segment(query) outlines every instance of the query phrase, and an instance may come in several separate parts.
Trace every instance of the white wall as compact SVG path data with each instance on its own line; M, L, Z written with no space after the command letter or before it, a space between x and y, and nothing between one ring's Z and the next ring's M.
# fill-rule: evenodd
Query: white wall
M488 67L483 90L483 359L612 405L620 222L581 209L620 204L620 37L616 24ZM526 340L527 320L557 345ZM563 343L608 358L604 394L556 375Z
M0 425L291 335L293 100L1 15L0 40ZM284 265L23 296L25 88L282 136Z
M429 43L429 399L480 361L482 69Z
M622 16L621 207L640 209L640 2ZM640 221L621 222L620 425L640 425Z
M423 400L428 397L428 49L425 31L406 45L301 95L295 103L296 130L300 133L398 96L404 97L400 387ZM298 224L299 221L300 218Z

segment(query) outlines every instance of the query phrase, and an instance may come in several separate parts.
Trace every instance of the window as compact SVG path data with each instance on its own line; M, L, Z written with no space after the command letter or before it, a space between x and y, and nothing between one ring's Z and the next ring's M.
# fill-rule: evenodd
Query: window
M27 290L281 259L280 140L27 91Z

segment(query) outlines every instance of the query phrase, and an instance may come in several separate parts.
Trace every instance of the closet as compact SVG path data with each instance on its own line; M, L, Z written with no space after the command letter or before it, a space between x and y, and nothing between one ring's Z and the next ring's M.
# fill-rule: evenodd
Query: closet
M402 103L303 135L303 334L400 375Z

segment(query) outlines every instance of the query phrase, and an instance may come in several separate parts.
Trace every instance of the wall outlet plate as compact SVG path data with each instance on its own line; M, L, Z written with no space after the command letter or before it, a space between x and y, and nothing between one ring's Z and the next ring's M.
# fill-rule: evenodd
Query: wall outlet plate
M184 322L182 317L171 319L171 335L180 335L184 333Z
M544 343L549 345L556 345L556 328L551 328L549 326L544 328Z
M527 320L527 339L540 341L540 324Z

#### TO DO:
Without changing a single word, reproduce the entries above.

#### TASK SOLUTION:
segment(query) outlines every instance of the query phrase, and an instance may come in several separate parts.
Trace every instance of the white wall as compact SVG path data with each instance on its own line; M, L, Z written with no space after the command letter or before it, a space between x and y, and nothing between one ring's Z and the next ring's M.
# fill-rule: evenodd
Query: white wall
M488 67L483 90L483 359L612 405L620 222L581 209L620 204L620 37L616 24ZM526 340L527 320L557 345ZM563 343L608 358L604 394L556 375Z
M0 425L291 335L293 100L1 15L0 40ZM284 265L23 296L25 88L282 136Z
M429 43L429 399L480 361L482 69Z
M622 16L621 207L640 209L640 2ZM640 221L621 222L620 425L640 425Z
M423 400L428 397L428 49L425 31L406 45L301 95L295 103L296 130L300 133L398 96L404 97L400 387ZM298 224L299 221L300 218Z

segment(query) outlines every instance of the query phrase, and an instance may come in several separate parts.
Trace every instance of the window as compact SVG path data with each instance on its own line; M, L, Z written with no space after the command letter or before it, a space between x and y, and nothing between one ring's Z and the next ring's M.
# fill-rule: evenodd
Query: window
M27 290L281 259L280 140L27 91Z

segment(query) outlines every instance of the query phrase, and an instance may come in several separate parts.
Trace every instance of the closet as compact SVG path data with each instance on its own line; M, L, Z written with no space after the command letter or before it, a space between x and y, and nothing between one ring's Z and the next ring's M.
# fill-rule: evenodd
Query: closet
M402 103L303 135L303 334L400 375Z

segment(query) outlines every instance of the query phrase, and an instance may come in several separate parts.
Trace every instance of the wall outlet plate as compact SVG path data with each instance on its own line; M, L, Z written with no space after the command letter or before it, a space between x and y, and nothing between one ring's Z and the next ring's M.
# fill-rule: evenodd
Query: wall outlet plate
M184 322L182 317L171 319L171 335L180 335L184 333Z
M544 343L549 345L556 345L556 328L551 328L549 326L544 328Z
M527 320L527 339L540 341L540 324Z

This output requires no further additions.